* [EXERCISE] Copy out the items below, replacing "chimney" with "smokestack" and changing nothing else.

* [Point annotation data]
"""
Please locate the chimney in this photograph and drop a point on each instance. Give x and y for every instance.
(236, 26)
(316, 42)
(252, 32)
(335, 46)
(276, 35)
"""
* [REPLY]
Please locate the smokestack in this photograph and drop a point on each instance. Give x and y for every instance.
(236, 26)
(316, 42)
(252, 32)
(335, 46)
(276, 35)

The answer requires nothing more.